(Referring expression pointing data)
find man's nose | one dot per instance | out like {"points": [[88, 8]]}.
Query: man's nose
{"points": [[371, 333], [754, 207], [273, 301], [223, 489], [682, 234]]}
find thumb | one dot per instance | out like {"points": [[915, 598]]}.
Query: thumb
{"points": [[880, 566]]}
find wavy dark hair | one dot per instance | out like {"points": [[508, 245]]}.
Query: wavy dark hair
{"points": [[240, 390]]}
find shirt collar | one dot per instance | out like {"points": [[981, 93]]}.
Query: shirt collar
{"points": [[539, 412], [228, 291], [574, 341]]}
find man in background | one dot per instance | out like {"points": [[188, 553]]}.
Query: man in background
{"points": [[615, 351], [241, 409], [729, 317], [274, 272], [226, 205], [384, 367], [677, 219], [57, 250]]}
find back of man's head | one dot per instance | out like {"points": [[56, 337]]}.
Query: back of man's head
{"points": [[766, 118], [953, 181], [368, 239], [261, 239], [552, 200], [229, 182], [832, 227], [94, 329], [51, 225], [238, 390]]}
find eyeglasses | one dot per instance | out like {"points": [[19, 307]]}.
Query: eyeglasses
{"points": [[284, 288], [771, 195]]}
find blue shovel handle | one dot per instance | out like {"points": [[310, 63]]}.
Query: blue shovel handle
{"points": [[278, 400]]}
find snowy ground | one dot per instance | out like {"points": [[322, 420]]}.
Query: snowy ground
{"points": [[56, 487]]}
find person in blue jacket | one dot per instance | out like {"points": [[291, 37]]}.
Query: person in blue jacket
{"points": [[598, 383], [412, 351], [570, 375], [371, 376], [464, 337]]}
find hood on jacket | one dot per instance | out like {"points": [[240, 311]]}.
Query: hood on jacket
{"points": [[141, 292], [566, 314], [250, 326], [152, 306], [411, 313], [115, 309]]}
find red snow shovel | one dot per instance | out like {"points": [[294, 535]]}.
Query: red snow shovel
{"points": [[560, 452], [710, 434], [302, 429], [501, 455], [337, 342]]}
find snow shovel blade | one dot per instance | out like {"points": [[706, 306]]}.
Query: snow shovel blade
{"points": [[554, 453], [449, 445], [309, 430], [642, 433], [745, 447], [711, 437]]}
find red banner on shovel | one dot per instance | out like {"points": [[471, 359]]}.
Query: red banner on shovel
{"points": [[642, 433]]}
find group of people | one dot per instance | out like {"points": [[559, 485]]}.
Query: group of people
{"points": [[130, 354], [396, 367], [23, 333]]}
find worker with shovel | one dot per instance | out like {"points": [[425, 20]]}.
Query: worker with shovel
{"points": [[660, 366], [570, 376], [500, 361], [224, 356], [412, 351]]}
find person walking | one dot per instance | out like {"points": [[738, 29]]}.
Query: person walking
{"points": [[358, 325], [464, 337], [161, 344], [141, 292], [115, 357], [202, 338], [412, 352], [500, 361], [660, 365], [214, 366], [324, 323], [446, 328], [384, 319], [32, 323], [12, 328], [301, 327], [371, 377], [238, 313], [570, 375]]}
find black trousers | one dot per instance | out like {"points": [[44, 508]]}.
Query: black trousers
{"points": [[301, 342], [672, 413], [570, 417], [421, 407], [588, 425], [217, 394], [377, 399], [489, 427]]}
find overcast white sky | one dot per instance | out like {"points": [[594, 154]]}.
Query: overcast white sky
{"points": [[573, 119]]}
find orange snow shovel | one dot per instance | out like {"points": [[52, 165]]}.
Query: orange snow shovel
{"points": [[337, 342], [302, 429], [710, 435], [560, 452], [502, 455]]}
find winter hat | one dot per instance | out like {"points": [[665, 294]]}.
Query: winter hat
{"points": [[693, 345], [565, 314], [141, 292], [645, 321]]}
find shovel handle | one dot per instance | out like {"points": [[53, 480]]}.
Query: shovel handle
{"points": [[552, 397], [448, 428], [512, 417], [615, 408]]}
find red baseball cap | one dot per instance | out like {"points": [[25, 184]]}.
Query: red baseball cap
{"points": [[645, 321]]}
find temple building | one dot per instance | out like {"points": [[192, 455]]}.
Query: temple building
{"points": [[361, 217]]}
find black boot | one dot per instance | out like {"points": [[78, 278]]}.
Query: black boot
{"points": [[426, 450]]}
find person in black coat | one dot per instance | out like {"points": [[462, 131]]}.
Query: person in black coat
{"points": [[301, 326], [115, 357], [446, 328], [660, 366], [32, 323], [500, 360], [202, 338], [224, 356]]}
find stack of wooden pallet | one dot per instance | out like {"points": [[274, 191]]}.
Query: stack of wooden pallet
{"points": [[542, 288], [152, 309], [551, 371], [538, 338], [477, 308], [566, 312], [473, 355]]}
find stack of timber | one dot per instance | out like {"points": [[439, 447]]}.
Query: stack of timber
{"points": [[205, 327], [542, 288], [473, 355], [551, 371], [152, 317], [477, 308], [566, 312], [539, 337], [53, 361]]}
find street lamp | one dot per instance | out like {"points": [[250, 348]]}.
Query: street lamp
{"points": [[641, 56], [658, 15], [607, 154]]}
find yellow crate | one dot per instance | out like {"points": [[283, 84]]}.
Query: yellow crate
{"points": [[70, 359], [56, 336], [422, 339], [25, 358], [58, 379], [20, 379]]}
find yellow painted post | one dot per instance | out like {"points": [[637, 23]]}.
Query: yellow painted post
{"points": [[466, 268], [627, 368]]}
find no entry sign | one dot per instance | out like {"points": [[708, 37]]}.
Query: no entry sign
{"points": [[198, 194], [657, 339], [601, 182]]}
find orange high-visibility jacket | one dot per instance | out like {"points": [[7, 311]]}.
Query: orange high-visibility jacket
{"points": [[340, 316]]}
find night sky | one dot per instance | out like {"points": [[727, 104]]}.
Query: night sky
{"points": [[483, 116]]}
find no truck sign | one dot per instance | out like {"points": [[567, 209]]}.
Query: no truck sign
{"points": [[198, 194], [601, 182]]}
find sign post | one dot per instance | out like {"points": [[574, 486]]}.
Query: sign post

TO DO => Leave out every line before the one containing "Query: orange high-visibility jacket". Transcribe that line and all lines after it through the end of the data above, exactly.

THE ANSWER =>
Query: orange high-visibility jacket
{"points": [[340, 316]]}
find night sky | one dot per instance | out like {"points": [[727, 104]]}.
Query: night sky
{"points": [[483, 116]]}
find no truck sign | one dot per instance | out like {"points": [[567, 209]]}.
Query: no truck sign
{"points": [[198, 194], [601, 182]]}
find sign post | one dot per instance | out like {"points": [[574, 486]]}.
Query: sign post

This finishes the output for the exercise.